* **Required work**
List each line of the rows below that contains the word "glass". Case counts, so include only lines whose letters match in case.

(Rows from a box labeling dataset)
+---+

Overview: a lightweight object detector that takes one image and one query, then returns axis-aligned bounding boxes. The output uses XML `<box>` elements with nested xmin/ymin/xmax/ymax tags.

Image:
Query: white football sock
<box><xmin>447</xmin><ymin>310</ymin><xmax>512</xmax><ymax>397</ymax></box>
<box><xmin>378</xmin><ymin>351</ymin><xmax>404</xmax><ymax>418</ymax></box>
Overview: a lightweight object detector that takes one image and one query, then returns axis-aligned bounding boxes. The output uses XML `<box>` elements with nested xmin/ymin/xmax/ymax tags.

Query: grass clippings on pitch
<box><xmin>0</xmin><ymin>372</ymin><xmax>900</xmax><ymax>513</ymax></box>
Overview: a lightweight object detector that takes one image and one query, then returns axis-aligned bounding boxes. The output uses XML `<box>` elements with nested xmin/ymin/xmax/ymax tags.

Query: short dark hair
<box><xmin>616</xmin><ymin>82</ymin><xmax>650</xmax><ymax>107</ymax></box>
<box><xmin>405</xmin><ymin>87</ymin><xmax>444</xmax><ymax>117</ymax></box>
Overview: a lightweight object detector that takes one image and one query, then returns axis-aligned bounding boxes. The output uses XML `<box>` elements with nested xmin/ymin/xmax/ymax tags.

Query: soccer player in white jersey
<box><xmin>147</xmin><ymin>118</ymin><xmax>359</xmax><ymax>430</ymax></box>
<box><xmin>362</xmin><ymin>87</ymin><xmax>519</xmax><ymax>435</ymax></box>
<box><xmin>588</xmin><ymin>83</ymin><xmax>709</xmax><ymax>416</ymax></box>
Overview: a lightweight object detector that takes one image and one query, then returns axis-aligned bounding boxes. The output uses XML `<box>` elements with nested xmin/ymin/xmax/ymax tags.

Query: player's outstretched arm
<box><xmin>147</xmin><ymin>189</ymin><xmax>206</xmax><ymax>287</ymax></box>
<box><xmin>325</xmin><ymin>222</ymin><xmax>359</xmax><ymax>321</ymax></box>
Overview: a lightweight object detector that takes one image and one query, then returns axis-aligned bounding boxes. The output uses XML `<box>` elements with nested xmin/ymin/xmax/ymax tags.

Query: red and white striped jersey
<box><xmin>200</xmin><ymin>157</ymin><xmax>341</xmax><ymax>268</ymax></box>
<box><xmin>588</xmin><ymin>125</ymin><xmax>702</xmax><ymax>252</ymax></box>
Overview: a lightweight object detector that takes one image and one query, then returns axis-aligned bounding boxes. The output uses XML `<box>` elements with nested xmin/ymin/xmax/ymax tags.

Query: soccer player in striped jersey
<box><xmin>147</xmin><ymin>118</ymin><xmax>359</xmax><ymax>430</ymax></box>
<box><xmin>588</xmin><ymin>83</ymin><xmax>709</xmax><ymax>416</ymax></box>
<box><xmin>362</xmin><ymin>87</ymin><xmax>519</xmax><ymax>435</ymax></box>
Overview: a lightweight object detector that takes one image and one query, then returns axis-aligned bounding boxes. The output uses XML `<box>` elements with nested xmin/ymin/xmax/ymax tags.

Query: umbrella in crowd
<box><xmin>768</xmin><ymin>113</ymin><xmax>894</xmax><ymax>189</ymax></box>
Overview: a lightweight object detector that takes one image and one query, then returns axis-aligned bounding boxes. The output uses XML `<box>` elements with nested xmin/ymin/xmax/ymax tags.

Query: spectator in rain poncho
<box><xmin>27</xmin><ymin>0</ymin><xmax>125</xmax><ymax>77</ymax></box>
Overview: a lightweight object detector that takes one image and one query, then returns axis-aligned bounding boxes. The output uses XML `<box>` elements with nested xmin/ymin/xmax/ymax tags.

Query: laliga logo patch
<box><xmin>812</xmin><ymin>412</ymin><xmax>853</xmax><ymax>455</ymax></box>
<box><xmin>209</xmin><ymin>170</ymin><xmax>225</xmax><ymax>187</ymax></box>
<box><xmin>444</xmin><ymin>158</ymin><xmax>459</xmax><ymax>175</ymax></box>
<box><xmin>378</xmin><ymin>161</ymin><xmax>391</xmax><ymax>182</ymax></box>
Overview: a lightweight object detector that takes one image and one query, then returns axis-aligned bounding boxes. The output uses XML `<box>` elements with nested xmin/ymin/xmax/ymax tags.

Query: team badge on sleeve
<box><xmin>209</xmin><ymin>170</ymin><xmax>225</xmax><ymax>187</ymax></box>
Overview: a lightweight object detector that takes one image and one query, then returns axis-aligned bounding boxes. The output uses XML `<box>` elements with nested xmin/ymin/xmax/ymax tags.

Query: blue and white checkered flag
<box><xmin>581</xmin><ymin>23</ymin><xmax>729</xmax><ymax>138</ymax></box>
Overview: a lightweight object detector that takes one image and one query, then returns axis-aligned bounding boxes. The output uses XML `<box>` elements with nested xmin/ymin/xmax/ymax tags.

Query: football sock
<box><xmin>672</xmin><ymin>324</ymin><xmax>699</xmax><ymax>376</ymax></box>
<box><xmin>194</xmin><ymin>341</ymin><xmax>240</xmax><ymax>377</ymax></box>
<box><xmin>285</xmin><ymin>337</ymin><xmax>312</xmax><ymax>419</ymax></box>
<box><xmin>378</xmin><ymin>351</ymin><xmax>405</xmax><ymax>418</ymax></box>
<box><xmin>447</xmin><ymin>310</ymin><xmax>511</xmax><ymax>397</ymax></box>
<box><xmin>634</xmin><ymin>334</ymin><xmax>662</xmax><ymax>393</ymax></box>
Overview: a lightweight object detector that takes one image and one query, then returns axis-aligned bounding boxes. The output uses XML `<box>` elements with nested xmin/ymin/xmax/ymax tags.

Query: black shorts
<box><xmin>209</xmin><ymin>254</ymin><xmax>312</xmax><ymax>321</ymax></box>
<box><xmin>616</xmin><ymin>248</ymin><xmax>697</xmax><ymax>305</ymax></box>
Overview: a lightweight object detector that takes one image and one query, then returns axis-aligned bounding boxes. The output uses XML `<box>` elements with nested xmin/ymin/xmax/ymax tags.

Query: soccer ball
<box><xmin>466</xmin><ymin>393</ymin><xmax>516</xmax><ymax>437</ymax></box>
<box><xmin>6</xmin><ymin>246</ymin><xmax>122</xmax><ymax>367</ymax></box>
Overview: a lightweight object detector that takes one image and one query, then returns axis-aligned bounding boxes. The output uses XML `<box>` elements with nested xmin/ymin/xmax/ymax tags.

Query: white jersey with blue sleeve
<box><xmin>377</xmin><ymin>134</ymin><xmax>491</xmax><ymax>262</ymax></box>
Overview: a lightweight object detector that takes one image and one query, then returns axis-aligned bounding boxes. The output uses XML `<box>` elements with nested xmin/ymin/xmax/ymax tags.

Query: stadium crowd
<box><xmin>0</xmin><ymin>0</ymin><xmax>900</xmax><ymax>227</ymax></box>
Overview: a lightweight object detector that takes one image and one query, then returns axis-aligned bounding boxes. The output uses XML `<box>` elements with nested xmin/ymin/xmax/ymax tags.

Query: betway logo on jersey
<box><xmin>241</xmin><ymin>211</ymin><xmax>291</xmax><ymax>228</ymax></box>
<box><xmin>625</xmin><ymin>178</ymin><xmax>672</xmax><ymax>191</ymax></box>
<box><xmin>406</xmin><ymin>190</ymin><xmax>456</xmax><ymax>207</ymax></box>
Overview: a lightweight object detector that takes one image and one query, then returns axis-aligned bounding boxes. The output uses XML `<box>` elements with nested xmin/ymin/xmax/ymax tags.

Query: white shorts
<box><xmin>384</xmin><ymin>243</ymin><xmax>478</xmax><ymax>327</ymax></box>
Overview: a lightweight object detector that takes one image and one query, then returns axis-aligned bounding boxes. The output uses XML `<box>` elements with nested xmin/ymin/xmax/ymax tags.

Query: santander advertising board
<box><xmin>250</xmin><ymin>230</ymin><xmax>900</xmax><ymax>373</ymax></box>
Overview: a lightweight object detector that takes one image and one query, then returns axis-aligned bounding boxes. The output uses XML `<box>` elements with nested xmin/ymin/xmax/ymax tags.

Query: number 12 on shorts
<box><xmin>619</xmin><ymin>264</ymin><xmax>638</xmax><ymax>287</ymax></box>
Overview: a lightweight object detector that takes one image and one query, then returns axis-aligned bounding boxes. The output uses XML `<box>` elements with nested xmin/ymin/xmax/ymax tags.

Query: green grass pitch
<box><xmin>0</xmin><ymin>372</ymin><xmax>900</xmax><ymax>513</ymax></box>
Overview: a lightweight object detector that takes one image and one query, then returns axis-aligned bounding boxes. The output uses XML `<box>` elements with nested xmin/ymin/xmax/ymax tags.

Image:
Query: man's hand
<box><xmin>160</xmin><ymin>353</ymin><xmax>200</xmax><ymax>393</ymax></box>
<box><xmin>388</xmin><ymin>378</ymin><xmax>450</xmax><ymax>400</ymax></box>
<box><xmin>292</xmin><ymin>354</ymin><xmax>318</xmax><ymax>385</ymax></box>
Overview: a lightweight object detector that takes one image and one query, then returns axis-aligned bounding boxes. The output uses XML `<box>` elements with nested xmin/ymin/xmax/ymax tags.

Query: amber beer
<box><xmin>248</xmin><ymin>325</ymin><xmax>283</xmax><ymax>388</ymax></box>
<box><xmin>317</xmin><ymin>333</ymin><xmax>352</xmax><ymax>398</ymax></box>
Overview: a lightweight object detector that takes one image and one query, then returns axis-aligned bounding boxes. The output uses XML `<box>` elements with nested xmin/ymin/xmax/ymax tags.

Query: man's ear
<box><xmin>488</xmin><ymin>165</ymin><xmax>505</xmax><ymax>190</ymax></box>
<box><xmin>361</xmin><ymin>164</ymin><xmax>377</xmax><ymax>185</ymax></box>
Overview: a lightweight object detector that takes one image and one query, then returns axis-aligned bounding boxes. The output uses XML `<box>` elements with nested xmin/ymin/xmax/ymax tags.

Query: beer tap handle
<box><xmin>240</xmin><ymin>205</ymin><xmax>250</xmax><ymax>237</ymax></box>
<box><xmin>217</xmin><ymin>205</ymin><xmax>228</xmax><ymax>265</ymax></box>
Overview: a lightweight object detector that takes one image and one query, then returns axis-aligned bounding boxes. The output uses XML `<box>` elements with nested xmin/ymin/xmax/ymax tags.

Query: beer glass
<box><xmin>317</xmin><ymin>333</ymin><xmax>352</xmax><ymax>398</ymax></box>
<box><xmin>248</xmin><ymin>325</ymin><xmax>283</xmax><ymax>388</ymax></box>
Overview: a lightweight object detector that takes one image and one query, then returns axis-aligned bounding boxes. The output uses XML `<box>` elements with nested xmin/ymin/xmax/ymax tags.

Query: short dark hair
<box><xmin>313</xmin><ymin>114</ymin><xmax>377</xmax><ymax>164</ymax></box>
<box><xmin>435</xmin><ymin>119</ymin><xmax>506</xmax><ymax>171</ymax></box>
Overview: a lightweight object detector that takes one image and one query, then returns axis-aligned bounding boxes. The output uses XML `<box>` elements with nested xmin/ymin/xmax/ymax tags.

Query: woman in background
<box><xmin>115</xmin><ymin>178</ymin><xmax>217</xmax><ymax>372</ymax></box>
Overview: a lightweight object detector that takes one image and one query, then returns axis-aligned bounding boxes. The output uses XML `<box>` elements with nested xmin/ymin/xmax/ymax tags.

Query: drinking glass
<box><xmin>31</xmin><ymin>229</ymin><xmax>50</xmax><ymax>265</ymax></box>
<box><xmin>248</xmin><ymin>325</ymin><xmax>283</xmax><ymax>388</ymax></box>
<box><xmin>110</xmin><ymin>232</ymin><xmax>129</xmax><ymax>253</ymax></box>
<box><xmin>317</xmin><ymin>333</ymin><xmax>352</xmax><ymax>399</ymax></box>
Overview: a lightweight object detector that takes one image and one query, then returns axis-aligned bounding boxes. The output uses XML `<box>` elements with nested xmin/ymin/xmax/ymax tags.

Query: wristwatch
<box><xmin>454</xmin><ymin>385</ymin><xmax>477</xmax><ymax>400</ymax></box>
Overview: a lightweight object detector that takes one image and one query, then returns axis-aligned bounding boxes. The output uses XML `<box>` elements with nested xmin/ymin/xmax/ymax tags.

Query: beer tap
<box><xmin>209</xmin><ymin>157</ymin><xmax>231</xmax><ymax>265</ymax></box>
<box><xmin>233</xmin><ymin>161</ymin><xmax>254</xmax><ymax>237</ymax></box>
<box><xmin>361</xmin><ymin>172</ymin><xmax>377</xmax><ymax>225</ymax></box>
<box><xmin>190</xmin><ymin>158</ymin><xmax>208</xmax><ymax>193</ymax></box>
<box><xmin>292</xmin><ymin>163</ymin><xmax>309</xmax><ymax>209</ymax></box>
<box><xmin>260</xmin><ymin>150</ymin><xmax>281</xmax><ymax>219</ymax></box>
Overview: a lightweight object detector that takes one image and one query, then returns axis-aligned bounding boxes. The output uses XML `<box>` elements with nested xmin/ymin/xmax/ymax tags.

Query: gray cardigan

+---+

* **Expected output**
Query: beer glass
Query: drinking glass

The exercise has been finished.